What is needed: Which lines of the records contain "panel"? Show each of those lines, treating case as significant.

>> START Material

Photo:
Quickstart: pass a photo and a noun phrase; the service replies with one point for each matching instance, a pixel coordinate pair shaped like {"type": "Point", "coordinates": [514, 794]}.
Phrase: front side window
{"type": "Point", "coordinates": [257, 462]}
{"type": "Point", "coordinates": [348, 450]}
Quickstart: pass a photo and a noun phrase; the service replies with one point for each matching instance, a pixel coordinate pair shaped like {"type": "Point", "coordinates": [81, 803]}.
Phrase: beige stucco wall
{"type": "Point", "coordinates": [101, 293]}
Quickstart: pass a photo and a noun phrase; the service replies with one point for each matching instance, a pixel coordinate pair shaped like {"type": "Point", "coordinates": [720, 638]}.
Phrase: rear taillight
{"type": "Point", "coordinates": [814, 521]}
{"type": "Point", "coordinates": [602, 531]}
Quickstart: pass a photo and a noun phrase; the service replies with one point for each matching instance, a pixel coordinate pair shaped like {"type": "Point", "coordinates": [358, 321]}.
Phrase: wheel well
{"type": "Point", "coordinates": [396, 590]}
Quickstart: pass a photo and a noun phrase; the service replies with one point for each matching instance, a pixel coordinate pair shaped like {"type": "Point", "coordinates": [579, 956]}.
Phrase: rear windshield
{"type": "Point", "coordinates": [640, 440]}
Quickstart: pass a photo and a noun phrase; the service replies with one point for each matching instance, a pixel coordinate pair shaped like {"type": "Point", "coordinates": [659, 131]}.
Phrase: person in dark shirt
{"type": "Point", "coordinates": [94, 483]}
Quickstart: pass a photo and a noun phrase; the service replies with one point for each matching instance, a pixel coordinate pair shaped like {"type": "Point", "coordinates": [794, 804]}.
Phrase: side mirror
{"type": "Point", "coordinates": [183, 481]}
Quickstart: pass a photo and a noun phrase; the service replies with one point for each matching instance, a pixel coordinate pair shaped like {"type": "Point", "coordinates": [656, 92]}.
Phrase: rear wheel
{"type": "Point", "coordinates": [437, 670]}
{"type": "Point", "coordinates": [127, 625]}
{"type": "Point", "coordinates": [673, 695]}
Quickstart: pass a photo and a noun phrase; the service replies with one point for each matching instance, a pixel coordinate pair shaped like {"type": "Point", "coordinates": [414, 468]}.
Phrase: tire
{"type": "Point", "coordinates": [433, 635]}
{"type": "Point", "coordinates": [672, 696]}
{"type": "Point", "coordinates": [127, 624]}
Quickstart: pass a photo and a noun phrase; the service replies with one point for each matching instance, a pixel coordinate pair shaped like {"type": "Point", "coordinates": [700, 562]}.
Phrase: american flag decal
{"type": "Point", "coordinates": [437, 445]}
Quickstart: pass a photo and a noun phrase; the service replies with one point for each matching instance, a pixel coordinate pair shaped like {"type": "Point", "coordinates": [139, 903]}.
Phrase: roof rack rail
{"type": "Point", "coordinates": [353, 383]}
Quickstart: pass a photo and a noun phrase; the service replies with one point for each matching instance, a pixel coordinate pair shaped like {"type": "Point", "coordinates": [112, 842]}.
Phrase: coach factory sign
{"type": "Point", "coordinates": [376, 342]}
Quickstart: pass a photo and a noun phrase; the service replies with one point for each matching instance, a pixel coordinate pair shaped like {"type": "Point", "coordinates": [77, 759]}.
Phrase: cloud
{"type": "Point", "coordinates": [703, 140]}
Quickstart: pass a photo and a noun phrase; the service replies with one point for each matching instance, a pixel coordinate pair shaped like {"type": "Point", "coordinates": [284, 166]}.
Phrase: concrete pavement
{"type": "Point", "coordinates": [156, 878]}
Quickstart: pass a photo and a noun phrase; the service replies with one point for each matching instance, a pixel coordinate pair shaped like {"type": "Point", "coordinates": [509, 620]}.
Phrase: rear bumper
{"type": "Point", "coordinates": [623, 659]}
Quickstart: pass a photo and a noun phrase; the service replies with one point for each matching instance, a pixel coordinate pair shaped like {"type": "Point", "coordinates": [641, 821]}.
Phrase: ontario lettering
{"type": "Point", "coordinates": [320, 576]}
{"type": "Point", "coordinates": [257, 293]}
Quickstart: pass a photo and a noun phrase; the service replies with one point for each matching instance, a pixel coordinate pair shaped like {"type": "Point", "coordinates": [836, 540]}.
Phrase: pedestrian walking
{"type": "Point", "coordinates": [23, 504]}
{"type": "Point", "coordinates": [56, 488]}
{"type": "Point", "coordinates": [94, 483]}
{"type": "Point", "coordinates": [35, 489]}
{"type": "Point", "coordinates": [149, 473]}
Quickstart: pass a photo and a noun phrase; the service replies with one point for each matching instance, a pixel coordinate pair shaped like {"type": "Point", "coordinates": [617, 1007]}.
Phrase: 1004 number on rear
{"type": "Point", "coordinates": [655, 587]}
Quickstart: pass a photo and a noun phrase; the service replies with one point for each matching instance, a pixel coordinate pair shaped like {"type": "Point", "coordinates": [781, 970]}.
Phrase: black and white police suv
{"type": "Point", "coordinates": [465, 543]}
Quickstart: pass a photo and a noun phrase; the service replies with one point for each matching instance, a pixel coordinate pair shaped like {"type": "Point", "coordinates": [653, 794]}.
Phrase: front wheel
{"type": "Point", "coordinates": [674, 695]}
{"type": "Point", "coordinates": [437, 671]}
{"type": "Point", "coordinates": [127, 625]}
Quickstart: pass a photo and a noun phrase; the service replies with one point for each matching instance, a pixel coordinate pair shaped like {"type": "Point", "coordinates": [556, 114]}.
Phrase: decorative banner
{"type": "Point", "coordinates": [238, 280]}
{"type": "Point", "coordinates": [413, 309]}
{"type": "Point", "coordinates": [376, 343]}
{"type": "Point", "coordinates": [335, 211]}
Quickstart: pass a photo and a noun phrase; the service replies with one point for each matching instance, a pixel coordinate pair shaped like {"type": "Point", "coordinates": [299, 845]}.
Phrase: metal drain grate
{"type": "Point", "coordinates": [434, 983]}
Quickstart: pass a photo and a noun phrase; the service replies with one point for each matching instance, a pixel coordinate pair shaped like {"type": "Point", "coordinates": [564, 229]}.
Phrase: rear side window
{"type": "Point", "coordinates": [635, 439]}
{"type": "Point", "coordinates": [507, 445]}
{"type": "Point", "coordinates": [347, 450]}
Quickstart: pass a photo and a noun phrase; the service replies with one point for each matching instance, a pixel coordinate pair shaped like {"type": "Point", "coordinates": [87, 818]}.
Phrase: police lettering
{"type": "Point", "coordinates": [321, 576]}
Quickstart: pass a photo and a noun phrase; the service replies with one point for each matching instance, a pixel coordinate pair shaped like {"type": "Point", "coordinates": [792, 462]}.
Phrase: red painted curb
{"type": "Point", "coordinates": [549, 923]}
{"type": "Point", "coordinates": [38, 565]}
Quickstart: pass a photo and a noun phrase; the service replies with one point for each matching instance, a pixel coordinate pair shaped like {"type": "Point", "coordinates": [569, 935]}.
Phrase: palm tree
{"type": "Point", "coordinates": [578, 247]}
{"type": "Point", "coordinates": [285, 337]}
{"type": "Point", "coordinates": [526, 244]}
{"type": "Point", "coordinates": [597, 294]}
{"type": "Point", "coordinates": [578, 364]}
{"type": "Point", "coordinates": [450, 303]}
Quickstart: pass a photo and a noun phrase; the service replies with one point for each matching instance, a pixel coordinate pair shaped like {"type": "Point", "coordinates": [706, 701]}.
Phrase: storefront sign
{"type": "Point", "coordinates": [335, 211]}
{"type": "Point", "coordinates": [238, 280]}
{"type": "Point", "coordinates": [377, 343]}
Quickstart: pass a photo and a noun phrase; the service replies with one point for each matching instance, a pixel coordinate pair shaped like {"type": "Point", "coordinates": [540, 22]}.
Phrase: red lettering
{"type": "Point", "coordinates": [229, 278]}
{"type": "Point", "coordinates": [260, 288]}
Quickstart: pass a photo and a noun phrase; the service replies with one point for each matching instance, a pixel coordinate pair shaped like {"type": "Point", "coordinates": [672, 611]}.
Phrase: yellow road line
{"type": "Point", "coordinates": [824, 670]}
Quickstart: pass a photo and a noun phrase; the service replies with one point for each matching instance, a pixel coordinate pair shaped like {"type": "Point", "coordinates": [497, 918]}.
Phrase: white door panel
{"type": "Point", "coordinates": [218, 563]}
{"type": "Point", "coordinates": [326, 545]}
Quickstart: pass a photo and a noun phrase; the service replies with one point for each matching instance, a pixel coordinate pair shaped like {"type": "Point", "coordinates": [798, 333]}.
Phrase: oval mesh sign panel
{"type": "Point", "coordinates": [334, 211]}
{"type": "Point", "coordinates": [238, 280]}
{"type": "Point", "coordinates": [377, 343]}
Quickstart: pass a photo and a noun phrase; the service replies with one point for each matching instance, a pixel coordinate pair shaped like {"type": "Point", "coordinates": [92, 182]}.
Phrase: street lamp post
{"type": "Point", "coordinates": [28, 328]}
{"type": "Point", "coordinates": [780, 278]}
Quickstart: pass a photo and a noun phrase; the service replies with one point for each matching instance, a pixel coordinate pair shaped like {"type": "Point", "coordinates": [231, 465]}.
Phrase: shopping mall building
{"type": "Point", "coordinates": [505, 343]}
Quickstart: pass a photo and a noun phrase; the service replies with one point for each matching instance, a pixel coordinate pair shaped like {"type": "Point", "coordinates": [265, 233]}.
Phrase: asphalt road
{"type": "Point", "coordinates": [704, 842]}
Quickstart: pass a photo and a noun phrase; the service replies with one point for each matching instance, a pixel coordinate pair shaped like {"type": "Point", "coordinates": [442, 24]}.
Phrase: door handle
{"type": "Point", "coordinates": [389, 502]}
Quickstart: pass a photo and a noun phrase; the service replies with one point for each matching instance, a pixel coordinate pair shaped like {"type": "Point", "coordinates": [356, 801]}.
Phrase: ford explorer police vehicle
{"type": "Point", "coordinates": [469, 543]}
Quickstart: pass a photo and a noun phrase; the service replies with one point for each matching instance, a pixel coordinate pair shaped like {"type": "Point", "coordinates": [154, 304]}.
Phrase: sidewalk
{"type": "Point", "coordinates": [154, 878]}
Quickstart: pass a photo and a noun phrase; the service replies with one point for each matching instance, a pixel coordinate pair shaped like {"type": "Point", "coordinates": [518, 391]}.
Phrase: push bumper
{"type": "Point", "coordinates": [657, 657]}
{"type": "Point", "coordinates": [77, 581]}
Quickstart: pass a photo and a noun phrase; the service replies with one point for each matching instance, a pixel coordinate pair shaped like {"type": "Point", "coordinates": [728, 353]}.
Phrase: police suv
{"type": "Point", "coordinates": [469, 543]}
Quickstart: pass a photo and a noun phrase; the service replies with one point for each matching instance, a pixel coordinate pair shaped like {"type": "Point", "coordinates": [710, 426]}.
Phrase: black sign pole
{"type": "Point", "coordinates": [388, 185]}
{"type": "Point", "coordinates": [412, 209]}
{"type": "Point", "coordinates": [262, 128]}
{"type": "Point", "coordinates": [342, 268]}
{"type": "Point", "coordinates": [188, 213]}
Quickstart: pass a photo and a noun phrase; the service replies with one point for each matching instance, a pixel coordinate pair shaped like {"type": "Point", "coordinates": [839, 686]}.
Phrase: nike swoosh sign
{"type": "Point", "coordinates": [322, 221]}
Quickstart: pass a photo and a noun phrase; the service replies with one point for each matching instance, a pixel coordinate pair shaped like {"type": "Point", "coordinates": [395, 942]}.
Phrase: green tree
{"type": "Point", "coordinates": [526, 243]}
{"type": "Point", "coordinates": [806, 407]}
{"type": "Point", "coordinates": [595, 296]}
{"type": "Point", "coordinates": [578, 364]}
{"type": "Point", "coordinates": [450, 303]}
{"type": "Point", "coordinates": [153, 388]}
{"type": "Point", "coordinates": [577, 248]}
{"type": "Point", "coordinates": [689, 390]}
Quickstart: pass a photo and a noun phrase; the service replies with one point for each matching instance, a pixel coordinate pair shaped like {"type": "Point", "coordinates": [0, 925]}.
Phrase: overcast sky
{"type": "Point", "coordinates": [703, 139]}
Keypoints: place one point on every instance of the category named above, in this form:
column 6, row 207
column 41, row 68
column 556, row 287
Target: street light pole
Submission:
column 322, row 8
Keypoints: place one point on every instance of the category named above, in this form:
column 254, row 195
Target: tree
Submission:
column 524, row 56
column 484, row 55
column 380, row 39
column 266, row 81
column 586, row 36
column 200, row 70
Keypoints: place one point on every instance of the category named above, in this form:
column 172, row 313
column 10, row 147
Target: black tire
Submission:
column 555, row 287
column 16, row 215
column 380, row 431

>> END Material

Finished exercise:
Phrase: white door panel
Phrase: oval mesh sign panel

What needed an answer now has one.